Source document:
==*==
Training Tip Tuesday: Pistol Grip
In this Training Tip we’re going to talk about pistol grip. Keep this in mind as you read: if what you’re doing is working, ignore the noise. Very often the grip discussion descends into “internet” level argumentative banter. We aren’t attempting to start anything like that, but we would like to discuss some of the finer points of gripping a pistol.
The first function of grip is “simple control.” You have to pick the gun up at some point in order to fire it. The strong hand does this nicely, by wrapping around the (well named) grip. There is nothing really difficult about this other than making sure the web between your thumb and pointer finger are as high on the tang as possible (without going over it and learning a hard lesson).
Another key point is that your fingers should be able to reach all of the controls on the gun without too much trouble. Consider this when selecting your firearm. Take advantage of the slew of options on the market. You should choose a high quality handgun, that’s suitable for… you.
==*==
Short exercise: Keep writing the pistol grip tip from where it stops, in the same voice and style.
==*==
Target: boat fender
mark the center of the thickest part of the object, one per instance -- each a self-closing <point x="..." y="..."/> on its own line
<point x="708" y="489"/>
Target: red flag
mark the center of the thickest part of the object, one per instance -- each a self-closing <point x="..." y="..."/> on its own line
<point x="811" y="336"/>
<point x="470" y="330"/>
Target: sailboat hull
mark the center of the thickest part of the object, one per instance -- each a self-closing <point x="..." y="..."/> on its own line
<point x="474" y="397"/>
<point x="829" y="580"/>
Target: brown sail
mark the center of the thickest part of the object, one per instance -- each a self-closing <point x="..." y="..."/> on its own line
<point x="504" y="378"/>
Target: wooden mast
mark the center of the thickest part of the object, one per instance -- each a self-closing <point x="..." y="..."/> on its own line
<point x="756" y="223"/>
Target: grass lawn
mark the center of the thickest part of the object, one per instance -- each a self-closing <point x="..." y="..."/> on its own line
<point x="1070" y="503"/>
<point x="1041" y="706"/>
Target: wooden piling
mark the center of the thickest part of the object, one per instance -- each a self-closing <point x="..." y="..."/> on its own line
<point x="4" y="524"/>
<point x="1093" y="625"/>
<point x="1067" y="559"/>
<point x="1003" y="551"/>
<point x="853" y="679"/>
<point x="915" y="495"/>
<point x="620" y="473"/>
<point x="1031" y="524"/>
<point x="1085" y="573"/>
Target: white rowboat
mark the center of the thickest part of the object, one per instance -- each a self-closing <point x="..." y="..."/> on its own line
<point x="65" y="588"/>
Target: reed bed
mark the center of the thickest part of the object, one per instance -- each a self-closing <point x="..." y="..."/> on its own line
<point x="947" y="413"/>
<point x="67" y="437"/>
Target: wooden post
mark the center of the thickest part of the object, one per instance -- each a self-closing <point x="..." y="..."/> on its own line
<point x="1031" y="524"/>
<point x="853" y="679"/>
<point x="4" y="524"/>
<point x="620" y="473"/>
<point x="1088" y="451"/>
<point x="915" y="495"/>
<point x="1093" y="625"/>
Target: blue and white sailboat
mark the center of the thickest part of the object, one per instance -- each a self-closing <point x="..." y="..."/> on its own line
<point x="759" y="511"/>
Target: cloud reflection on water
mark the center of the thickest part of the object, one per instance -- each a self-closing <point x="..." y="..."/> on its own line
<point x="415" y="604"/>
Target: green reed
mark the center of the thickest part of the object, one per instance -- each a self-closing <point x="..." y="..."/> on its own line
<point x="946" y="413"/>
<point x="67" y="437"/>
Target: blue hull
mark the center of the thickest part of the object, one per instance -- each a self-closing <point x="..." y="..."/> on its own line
==*==
Reply:
The next thing we have to do is involve our support hand. Most pistol shooters today incorporate their thumb at some point along the bore axis. This does a lot of things but let’s reduce it down to recoil mitigation & proper aiming.
The support hand and the strong hand marry with each other, providing even pressure on either side… this aids tremendously with a natural aim. The other obvious benefit already mentioned, is the great reduction of recoil captured by the support hand.
Here is the key take away in any discussion concerning grip: If what you are doing is working… stay with it. No matter what it looks like. Everyone is built a little different and so the associated geometry will change.
What works… works.
Duane “Buck” Buckner
After spending 25 years in the USCG, Duane “Buck” Buckner is now the U.S. Director of Training for Aimpoint. The Aimpoint Training Division conducts training courses for military and law enforcement agencies up to the Federal level as well as for the prepared civilian. Buck is widely known for his emphasis on brain psychology as it relates to combat and survival.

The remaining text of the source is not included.